■ **Exercise prompt**:
Filter the listing so that only lines with the word "below" remain.

■ **Data provided**:
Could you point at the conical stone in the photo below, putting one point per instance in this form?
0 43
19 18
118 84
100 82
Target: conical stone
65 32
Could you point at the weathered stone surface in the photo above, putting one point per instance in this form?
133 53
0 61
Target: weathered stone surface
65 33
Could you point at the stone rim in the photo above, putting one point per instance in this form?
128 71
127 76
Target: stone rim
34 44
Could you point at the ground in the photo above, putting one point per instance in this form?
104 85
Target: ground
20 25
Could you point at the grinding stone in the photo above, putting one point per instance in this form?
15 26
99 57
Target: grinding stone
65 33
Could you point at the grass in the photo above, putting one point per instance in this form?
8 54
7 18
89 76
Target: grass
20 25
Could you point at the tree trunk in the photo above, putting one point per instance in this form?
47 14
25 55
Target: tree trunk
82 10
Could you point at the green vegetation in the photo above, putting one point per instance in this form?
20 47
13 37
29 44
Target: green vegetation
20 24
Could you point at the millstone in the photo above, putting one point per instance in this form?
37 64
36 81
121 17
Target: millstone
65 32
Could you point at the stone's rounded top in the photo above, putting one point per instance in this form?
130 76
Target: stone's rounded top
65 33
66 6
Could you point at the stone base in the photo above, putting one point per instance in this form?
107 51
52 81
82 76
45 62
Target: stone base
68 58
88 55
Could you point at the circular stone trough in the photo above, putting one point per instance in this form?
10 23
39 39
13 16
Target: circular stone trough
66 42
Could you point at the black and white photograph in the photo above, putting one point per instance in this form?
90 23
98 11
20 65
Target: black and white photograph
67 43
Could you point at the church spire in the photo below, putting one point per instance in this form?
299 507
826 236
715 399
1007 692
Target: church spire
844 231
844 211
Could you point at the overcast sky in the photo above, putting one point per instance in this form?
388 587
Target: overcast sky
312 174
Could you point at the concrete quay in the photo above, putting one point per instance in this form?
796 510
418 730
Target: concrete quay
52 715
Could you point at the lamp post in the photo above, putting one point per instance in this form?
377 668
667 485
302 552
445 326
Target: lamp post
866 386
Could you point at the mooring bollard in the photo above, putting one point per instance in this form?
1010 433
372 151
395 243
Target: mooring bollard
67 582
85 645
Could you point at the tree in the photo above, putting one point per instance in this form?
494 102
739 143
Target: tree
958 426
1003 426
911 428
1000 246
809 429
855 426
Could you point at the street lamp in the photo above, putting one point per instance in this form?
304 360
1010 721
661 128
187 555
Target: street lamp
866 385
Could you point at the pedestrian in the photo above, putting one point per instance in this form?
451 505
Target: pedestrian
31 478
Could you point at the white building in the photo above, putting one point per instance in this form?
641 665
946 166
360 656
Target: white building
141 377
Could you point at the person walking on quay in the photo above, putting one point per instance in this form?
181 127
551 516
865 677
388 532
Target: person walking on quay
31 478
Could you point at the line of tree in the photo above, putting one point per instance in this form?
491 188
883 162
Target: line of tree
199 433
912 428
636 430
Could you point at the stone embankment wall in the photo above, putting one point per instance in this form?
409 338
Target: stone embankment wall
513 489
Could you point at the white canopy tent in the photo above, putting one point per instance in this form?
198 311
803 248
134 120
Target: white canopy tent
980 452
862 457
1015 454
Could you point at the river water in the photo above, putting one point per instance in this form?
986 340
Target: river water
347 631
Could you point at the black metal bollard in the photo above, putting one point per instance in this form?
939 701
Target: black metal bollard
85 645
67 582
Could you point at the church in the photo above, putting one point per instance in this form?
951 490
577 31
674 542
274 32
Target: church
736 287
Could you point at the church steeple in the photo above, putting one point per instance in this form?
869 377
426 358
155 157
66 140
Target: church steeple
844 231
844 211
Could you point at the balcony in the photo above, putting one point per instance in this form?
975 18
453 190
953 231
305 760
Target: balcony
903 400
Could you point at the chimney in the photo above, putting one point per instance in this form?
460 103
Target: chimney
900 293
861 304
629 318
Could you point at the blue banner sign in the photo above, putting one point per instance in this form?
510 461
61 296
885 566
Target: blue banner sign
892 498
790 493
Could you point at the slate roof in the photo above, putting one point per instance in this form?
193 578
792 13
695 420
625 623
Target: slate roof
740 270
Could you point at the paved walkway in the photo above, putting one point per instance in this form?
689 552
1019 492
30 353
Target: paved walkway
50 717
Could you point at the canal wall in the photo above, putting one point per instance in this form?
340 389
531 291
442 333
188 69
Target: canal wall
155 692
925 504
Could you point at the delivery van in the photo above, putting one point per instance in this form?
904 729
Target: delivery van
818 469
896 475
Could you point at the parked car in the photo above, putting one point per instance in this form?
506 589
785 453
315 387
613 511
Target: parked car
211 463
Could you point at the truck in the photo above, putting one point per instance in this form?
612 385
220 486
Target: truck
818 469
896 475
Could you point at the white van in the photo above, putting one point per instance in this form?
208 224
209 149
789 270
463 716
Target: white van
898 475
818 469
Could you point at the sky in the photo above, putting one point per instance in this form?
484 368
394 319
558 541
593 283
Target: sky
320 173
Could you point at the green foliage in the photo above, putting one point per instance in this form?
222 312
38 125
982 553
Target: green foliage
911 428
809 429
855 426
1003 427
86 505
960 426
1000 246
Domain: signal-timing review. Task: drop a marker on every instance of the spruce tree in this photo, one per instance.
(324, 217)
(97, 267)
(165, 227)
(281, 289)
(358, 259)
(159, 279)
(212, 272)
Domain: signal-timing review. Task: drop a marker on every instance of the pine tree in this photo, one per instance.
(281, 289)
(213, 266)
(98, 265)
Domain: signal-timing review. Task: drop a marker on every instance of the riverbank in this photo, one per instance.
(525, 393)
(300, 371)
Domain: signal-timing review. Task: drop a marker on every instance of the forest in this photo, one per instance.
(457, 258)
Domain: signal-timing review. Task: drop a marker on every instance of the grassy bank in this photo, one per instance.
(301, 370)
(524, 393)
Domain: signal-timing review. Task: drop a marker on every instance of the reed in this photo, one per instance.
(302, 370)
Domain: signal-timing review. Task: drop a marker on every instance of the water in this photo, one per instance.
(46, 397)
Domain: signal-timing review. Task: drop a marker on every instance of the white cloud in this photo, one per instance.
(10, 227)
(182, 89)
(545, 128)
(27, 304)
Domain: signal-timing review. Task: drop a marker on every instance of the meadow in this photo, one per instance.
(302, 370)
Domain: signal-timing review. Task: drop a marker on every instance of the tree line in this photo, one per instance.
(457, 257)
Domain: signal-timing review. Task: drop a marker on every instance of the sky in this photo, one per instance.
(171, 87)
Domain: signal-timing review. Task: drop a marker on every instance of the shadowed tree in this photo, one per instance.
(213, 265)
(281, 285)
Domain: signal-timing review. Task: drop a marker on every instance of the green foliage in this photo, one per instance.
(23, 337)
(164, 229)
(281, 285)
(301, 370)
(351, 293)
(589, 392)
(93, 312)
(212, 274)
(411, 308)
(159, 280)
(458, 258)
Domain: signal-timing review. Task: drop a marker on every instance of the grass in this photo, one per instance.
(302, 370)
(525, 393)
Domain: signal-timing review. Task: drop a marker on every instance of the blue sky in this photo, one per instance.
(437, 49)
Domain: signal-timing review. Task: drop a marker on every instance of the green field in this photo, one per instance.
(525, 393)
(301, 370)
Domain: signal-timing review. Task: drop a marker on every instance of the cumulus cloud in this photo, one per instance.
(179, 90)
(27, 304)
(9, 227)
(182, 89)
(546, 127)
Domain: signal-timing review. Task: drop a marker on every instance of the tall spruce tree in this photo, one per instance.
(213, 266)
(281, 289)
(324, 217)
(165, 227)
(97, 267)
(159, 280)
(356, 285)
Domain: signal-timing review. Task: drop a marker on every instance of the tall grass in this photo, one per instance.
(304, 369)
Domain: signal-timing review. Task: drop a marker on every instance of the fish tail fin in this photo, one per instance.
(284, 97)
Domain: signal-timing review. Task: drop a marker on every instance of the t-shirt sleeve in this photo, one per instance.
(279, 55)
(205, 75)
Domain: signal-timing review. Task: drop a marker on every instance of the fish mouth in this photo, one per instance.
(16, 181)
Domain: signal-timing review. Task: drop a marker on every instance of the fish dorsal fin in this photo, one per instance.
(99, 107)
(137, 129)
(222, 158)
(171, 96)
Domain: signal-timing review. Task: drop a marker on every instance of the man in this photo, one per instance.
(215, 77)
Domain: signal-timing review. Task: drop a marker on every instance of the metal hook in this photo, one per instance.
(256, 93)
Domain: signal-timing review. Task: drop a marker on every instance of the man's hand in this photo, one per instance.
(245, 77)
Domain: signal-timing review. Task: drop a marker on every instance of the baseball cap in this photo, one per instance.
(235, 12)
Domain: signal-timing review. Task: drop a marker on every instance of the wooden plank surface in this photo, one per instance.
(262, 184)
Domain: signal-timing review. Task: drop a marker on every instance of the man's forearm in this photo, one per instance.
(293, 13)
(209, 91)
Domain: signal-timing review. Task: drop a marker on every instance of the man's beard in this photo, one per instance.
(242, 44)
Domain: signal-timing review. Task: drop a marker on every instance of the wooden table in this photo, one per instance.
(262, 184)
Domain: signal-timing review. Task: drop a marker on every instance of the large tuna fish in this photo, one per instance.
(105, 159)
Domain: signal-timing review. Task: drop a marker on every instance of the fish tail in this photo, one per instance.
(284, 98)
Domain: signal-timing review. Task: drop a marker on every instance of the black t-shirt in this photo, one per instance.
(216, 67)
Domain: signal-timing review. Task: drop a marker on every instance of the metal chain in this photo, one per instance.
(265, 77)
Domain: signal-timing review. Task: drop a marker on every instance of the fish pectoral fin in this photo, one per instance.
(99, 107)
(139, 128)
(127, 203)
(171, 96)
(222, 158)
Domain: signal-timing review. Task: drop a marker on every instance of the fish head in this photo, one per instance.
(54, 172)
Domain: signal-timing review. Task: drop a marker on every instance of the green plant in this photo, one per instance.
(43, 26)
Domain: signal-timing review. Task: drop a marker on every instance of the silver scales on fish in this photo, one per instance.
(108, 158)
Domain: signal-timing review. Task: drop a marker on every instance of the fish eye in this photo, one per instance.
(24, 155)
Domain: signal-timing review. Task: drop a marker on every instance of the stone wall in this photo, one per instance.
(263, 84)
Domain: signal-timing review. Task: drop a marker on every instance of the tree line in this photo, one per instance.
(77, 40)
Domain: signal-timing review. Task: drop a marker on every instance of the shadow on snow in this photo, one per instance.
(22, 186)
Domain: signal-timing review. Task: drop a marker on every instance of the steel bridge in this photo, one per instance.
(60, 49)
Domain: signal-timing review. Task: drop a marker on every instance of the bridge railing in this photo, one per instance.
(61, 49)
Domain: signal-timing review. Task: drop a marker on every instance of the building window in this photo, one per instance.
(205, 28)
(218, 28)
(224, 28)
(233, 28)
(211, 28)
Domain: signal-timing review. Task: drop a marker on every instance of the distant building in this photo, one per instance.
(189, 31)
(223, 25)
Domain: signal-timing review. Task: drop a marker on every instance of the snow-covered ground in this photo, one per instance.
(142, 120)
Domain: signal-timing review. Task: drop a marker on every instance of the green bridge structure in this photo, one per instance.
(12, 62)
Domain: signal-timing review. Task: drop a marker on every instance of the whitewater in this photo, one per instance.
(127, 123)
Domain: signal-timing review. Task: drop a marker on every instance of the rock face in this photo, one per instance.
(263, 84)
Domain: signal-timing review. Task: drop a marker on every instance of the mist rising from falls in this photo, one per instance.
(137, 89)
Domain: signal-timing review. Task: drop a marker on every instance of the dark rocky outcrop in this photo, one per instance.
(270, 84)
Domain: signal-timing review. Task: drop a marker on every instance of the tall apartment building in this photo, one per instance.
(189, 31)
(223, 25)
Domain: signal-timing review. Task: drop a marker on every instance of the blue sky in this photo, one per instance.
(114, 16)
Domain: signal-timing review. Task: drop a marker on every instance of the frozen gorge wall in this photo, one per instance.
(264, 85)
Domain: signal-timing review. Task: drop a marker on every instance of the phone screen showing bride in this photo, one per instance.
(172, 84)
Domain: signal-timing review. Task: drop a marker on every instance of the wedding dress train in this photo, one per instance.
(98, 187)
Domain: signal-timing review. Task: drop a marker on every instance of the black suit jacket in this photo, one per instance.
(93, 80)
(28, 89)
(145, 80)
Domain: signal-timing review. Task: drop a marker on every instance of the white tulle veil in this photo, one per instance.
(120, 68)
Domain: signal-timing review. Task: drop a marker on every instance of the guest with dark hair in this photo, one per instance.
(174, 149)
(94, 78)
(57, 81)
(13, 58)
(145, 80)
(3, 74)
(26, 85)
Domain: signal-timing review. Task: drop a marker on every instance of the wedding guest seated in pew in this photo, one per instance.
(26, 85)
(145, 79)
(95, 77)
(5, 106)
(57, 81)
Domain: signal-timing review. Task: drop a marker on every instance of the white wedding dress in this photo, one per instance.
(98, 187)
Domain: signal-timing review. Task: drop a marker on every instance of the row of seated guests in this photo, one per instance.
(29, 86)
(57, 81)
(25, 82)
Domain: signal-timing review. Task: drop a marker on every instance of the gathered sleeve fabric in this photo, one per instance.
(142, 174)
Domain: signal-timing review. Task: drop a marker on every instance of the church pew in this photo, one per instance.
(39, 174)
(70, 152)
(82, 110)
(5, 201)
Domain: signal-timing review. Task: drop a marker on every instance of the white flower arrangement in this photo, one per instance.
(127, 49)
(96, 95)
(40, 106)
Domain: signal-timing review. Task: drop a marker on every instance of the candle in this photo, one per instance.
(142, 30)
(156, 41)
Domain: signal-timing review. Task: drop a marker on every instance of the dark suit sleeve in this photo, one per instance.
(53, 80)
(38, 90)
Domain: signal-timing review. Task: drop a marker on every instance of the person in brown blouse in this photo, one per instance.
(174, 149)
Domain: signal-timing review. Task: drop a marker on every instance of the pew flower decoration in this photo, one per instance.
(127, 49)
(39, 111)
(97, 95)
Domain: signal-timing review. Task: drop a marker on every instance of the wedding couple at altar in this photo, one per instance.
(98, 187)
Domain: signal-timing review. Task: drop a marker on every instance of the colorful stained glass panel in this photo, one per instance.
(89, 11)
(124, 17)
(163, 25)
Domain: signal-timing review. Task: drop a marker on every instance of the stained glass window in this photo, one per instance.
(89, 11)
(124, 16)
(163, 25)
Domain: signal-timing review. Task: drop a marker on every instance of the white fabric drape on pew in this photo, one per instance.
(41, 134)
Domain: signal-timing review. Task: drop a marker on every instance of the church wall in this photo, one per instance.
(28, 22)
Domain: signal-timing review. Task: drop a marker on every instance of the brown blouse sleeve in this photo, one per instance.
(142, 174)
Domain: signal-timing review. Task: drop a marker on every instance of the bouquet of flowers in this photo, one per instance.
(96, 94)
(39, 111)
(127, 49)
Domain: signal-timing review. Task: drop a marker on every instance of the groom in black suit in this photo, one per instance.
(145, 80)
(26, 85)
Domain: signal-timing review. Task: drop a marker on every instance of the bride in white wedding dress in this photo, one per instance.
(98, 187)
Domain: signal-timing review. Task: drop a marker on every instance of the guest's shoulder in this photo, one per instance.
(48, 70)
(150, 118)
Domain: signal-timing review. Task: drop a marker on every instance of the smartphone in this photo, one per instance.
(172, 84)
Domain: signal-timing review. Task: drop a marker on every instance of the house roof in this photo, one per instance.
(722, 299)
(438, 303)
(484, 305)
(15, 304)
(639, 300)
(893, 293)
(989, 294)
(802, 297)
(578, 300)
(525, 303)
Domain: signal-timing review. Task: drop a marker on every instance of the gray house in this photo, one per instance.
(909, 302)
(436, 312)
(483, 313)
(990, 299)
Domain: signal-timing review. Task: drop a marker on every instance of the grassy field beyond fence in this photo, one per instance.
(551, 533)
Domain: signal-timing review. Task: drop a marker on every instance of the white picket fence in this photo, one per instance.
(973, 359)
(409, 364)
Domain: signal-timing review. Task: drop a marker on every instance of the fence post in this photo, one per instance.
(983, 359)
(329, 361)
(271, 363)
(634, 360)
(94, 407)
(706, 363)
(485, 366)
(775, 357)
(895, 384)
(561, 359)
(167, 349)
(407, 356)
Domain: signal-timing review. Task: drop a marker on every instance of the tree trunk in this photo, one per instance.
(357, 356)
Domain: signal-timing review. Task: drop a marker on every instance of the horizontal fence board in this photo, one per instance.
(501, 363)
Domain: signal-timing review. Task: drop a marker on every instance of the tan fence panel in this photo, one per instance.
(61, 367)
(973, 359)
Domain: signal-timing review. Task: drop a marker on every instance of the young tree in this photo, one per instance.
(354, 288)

■ **Final answer**:
Could you point at the conical stone in the photo below, putting one point per instance in this form?
Could you point at the church spire in the photo below, putting one point per instance in this form?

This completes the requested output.